Records from a dataset
****************
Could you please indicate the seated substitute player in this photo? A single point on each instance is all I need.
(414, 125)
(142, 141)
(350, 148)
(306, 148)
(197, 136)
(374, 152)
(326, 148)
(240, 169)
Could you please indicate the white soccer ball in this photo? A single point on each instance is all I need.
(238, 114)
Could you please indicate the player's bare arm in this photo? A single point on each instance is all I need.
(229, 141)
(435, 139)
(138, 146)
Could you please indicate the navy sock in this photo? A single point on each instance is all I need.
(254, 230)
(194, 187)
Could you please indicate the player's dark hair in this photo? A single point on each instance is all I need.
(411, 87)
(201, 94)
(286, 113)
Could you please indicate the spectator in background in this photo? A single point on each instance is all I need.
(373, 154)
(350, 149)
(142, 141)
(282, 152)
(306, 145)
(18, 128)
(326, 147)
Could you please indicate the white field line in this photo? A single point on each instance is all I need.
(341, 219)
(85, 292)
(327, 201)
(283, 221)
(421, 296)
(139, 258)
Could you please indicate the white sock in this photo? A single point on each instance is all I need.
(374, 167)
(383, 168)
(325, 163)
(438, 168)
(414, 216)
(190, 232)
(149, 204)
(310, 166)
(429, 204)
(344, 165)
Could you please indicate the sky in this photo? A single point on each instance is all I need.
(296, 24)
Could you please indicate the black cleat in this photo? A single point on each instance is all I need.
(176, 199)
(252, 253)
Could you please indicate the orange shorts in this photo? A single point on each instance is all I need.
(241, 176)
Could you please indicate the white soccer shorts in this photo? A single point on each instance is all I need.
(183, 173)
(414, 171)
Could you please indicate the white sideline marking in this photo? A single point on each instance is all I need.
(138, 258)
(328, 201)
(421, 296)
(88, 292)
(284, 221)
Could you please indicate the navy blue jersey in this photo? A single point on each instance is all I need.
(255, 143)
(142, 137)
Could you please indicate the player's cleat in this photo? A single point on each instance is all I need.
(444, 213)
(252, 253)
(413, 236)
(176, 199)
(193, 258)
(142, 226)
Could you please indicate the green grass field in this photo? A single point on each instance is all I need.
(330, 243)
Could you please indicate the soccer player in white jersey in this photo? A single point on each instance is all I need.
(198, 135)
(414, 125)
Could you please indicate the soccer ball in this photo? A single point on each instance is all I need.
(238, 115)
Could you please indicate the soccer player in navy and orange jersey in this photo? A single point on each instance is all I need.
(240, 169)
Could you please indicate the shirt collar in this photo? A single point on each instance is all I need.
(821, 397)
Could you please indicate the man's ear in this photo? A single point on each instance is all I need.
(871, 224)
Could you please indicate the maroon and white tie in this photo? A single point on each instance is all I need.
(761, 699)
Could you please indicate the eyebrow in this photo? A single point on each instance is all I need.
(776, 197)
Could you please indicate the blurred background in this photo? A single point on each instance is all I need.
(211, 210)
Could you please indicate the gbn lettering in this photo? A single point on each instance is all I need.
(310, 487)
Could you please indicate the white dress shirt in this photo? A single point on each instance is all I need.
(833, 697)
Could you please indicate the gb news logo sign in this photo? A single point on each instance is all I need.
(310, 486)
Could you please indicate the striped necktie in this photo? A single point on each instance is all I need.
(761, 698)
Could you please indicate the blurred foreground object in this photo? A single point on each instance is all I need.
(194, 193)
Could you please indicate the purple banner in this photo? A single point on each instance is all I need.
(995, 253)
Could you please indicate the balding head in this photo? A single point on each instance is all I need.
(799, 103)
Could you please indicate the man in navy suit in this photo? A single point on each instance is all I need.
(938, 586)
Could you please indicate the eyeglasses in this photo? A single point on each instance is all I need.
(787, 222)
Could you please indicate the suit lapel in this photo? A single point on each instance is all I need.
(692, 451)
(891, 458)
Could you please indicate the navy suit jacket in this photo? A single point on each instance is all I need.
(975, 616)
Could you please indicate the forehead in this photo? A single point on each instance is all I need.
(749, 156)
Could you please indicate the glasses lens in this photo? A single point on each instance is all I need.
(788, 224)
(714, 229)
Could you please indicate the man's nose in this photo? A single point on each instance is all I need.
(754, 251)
****************
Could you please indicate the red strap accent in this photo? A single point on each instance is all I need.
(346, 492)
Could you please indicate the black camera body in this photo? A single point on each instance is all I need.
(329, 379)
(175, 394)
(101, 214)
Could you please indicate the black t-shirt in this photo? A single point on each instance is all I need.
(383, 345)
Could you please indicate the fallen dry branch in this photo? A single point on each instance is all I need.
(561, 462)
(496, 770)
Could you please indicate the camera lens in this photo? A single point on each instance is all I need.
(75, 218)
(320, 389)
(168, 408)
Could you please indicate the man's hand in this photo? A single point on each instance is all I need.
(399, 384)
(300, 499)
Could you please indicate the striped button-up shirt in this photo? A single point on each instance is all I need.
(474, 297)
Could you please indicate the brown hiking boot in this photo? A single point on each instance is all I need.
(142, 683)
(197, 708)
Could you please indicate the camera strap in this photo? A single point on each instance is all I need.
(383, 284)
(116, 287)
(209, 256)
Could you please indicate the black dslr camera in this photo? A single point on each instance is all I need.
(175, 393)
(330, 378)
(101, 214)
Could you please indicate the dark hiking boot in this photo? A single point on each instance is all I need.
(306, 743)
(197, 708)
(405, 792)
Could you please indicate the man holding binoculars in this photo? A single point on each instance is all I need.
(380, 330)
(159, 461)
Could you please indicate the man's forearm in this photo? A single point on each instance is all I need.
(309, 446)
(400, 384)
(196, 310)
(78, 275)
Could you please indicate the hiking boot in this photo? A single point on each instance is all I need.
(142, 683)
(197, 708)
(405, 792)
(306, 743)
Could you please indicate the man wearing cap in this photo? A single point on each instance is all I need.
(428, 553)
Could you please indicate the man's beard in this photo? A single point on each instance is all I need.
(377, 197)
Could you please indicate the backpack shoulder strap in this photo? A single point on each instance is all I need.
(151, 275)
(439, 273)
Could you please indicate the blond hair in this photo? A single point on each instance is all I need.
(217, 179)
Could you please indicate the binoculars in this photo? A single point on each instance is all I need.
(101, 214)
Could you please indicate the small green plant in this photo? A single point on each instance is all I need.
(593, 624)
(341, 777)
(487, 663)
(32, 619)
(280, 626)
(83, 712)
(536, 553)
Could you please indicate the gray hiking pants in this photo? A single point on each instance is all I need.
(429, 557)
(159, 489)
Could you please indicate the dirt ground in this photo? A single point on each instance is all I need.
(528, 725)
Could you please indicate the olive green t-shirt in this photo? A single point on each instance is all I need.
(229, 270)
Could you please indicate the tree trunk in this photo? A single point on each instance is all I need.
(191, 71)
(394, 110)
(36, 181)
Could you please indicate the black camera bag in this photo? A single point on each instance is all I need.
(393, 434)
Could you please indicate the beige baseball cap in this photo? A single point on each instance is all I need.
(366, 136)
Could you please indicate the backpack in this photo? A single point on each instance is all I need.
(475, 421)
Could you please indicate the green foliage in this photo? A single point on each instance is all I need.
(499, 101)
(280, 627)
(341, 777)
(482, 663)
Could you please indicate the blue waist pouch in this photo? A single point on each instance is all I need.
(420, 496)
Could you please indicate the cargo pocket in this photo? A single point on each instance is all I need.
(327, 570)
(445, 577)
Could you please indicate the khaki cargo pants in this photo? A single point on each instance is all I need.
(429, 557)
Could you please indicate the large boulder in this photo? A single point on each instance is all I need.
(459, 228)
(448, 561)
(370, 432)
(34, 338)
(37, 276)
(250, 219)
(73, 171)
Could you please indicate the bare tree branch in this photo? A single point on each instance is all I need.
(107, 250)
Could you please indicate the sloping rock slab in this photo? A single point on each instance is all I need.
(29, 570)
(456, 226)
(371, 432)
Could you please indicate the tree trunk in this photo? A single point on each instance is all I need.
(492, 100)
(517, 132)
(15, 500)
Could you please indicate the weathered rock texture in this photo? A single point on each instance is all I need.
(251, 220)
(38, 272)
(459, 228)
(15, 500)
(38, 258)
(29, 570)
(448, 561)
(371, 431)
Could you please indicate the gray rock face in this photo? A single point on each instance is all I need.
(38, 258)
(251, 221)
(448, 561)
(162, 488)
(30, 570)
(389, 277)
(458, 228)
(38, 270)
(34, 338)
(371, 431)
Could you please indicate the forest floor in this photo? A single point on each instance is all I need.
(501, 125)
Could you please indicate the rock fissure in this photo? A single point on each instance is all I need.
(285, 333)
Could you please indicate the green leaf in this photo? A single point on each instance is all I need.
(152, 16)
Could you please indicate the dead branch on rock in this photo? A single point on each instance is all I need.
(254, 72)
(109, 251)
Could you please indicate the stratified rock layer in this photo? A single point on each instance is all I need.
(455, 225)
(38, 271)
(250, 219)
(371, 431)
****************
Pick out every line in the entries above that contains the word "shorts" and copy each one in full.

◆ Response to this exercise:
Could you please indicate the orange shorts in this photo? A single point on each instance is all I need.
Could you please indicate the white soccer shorts in this photo? A single point on each instance is all I need.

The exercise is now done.